> _TAREFA PROPOSTA 1_
Extraia das entradas todas as linhas que contêm a palavra "cluster".

> _TEXTO PARA LEITURA_
__________________________________________________

Por Luciana Ramos
No primeiro momento, “Uma Família de Dois” apresenta-se como uma comédia que explora o processo forçado de amadurecimento de um bon vivant, Samuel (Omar Sy). Trabalhando em um resort, ele vivia esquivando-se das responsabilidades em prol da diversão. Um dia, é surpreendido por Kristin (Clémence Poésy), que lhe entrega um bebê nos braços – dizendo ser sua filha – e some. Ele faz de tudo para livrar-se da criança, mas não consegue localizar a mãe. Por necessidade, decide arranjar um emprego estável para criá-la da melhor forma possível.
Oito anos depois, a relação entre pai e filha parece ser a mais simbiótica possível – algo explorado em cenas coordenadas, como as que retratam a rotina matinal ou as passagens de dança. Samuel faz de tudo para ver Gloria (Gloria Colston) feliz, o que inclui escrever e-mails falsos em nome da mãe da menina, que nunca deu notícias. Ao mesmo tempo, permanece de certa forma tão infantil quanto ela. Com o repentino reaparecimento de Kristin, a dinâmica entre os dois será posta à prova e ele terá que lutar para ter Gloria ao seu lado.

__________________________________________________

> _MATERIAL FORNECIDO_
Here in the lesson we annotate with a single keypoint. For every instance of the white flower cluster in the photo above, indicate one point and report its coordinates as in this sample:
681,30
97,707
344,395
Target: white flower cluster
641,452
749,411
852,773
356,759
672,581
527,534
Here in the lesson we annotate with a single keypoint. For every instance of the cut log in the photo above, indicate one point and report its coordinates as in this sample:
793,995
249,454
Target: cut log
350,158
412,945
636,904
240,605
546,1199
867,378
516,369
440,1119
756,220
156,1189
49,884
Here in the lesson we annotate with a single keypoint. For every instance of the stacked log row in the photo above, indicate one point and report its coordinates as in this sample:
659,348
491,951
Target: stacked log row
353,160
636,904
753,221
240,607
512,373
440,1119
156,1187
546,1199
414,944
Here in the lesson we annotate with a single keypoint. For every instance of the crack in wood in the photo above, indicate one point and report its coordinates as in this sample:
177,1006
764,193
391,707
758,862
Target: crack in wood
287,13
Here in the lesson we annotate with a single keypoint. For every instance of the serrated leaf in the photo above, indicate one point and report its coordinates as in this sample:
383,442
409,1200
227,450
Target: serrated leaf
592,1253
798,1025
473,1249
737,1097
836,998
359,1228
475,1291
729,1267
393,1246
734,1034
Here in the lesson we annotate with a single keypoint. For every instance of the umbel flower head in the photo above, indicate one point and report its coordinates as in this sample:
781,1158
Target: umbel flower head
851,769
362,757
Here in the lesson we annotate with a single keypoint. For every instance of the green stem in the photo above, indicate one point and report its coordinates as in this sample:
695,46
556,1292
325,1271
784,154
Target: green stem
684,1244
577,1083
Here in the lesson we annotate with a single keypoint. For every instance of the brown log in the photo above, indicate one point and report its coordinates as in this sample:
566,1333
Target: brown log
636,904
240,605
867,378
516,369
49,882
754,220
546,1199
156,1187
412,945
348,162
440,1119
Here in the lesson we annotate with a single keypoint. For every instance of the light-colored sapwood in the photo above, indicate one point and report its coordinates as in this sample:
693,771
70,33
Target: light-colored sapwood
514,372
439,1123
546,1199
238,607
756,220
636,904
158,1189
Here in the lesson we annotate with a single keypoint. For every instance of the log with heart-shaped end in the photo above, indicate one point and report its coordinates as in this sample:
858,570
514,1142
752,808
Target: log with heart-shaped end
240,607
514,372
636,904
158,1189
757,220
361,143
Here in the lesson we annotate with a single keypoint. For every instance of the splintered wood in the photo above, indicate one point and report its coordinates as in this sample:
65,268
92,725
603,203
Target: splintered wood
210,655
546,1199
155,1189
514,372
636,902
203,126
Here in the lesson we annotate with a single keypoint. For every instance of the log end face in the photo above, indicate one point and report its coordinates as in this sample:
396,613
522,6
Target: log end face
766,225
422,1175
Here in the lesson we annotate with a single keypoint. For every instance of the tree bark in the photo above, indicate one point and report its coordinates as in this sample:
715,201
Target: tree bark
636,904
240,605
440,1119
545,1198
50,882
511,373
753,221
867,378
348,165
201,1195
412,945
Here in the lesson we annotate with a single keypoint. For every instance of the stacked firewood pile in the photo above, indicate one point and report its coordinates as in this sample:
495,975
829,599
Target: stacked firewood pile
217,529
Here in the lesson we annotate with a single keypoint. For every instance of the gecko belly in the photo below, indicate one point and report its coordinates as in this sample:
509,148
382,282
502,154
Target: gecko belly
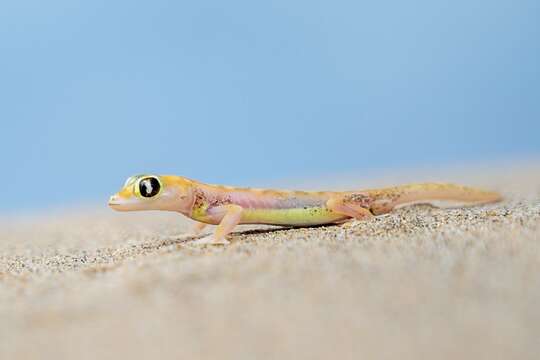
304,216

__________________________________________________

> _TAREFA PROPOSTA 2_
Segundo a resenha sobre “Uma Família de Dois”, o que Samuel escreve em nome da mãe da menina?

> _RESULTADO DO EXERCÍCIO 1_
Here in the lesson we annotate with a single keypoint. For every instance of the white flower cluster in the photo above, indicate one point and report its coordinates as in this sample:
Target: white flower cluster

> _RESULTADO DO EXERCÍCIO 2_
E-mails falsos.